▶ **AIM OF THE TASK**:
Rewrite the rows below as a Markdown table with the columns No and Text, giving each non-blank line its own numbered row. Omit the pictures.

▶ **RECORD SET**:

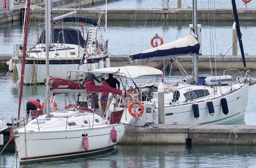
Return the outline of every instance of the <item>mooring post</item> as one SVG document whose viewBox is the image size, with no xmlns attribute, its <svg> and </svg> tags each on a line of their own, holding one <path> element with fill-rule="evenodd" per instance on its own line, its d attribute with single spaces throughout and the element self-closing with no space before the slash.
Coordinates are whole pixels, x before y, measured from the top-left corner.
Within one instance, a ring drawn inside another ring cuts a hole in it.
<svg viewBox="0 0 256 168">
<path fill-rule="evenodd" d="M 164 123 L 164 88 L 162 82 L 158 86 L 158 123 Z"/>
<path fill-rule="evenodd" d="M 237 54 L 237 35 L 236 34 L 236 22 L 233 24 L 233 36 L 232 38 L 232 55 L 236 56 Z"/>
<path fill-rule="evenodd" d="M 177 8 L 181 8 L 181 0 L 177 0 Z"/>
</svg>

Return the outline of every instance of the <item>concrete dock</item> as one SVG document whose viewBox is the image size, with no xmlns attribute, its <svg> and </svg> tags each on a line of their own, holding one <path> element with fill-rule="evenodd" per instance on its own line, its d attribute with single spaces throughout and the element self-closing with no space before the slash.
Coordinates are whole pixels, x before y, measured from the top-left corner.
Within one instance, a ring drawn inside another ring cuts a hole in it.
<svg viewBox="0 0 256 168">
<path fill-rule="evenodd" d="M 256 145 L 256 126 L 154 124 L 127 127 L 119 144 Z"/>
</svg>

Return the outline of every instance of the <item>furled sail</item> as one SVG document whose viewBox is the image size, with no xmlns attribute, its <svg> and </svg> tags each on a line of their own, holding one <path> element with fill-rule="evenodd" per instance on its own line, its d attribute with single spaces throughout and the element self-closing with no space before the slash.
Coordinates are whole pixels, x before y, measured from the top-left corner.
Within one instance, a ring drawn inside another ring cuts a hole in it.
<svg viewBox="0 0 256 168">
<path fill-rule="evenodd" d="M 130 55 L 130 64 L 173 58 L 196 53 L 200 45 L 195 34 L 191 34 L 184 38 L 164 44 L 141 53 Z"/>
</svg>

▶ **ANSWER BELOW**:
| No | Text |
|---|---|
| 1 | Return the outline of every instance of the <item>mooring post</item> as one SVG document whose viewBox is the image size, with no xmlns attribute, its <svg> and </svg> tags each on a line of their own, holding one <path> element with fill-rule="evenodd" per instance on its own line, its d attribute with single spaces throughout and the element self-closing with no space before the slash. |
| 2 | Coordinates are whole pixels, x before y, measured from the top-left corner. |
| 3 | Within one instance, a ring drawn inside another ring cuts a hole in it. |
| 4 | <svg viewBox="0 0 256 168"> |
| 5 | <path fill-rule="evenodd" d="M 164 123 L 164 88 L 162 82 L 158 86 L 158 123 Z"/> |
| 6 | <path fill-rule="evenodd" d="M 237 54 L 237 35 L 236 34 L 236 22 L 233 24 L 233 36 L 232 38 L 232 55 L 236 56 Z"/> |
| 7 | <path fill-rule="evenodd" d="M 177 8 L 181 8 L 181 0 L 177 0 Z"/> |
| 8 | </svg> |
| 9 | Return the outline of every instance of the <item>concrete dock</item> as one SVG document whose viewBox is the image size, with no xmlns attribute, its <svg> and </svg> tags each on a line of their own, holding one <path> element with fill-rule="evenodd" per instance on its own line, its d attribute with single spaces throughout and the element self-closing with no space before the slash. |
| 10 | Coordinates are whole pixels, x before y, measured from the top-left corner. |
| 11 | Within one instance, a ring drawn inside another ring cuts a hole in it. |
| 12 | <svg viewBox="0 0 256 168"> |
| 13 | <path fill-rule="evenodd" d="M 256 145 L 256 126 L 154 124 L 127 127 L 119 144 Z"/> |
| 14 | </svg> |
| 15 | Return the outline of every instance of the <item>furled sail</item> as one SVG document whose viewBox is the image size, with no xmlns attribute, its <svg> and </svg> tags each on a line of their own, holding one <path> element with fill-rule="evenodd" per instance on its own line, its d attribute with single spaces throughout and the element self-closing with no space before the slash. |
| 16 | Coordinates are whole pixels, x before y, measured from the top-left corner. |
| 17 | Within one instance, a ring drawn inside another ring cuts a hole in it. |
| 18 | <svg viewBox="0 0 256 168"> |
| 19 | <path fill-rule="evenodd" d="M 130 55 L 130 64 L 173 58 L 196 53 L 200 45 L 195 34 L 191 34 L 184 38 L 164 44 L 141 53 Z"/> |
| 20 | </svg> |